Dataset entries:
--- --- ---

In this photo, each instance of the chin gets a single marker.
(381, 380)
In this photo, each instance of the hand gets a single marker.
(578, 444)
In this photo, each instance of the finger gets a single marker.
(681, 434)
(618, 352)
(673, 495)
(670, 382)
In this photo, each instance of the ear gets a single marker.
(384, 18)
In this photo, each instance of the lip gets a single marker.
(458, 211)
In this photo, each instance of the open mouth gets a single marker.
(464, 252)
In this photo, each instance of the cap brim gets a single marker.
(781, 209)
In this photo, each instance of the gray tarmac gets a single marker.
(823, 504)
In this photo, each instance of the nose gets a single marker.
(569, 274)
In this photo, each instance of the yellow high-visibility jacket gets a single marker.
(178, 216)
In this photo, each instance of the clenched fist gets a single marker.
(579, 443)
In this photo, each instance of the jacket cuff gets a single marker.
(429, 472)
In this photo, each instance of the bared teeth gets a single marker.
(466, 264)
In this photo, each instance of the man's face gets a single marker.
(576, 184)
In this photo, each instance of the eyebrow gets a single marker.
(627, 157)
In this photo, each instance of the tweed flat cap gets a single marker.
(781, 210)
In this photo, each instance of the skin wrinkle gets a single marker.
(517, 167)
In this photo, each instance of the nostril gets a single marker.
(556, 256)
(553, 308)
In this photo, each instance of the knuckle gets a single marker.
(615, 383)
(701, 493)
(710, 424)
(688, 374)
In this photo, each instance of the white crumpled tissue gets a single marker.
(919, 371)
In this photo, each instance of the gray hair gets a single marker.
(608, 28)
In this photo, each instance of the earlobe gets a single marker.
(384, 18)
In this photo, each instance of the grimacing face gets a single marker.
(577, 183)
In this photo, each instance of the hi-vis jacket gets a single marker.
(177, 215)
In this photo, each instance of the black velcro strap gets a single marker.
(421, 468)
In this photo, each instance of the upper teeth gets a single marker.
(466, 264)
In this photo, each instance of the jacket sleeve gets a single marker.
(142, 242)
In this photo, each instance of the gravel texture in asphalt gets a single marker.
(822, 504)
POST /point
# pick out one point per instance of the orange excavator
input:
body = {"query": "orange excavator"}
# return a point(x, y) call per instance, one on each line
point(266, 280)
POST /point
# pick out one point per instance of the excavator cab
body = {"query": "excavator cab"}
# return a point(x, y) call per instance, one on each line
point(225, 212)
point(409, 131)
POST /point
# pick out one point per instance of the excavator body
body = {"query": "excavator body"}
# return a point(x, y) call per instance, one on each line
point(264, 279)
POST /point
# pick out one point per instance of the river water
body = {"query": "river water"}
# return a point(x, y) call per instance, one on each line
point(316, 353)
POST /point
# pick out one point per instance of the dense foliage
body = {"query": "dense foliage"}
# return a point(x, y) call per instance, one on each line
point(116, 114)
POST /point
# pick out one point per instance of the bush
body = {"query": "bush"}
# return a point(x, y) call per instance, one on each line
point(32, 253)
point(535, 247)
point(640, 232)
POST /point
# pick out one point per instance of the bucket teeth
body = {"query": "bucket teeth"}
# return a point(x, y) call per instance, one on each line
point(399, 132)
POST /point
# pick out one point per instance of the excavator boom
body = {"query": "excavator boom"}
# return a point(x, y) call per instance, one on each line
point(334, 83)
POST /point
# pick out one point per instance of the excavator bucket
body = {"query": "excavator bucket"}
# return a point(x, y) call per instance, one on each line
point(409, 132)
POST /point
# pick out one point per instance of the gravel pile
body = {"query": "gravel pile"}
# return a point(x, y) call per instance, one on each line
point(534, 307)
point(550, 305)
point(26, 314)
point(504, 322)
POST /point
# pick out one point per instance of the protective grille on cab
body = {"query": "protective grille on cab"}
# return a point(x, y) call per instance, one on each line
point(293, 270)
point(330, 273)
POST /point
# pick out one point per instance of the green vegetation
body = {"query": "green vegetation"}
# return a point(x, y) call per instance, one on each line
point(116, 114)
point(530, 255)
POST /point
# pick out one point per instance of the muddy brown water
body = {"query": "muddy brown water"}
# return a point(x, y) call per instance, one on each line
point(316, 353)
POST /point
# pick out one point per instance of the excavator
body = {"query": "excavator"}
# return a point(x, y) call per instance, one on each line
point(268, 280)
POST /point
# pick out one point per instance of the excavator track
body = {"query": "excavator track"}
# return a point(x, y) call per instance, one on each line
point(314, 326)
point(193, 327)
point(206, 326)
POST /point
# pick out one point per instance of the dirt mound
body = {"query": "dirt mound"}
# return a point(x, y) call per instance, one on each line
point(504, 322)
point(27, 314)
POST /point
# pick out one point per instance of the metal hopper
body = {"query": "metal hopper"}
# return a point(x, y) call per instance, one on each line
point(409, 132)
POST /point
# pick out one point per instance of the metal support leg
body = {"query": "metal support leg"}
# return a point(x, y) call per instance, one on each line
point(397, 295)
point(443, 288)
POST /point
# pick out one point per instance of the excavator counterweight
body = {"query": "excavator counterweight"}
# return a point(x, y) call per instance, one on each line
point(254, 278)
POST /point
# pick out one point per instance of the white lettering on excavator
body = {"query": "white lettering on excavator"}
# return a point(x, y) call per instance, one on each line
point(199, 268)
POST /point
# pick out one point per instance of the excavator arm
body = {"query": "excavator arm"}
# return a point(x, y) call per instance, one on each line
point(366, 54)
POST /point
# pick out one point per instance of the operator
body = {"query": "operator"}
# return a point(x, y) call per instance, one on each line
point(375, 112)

--- --- ---

## [TASK OBJECTIVE]
Please go through the data above and copy each line containing the word "bush".

## [RESPONSE]
# pick out one point per instance of the bush
body = {"query": "bush"}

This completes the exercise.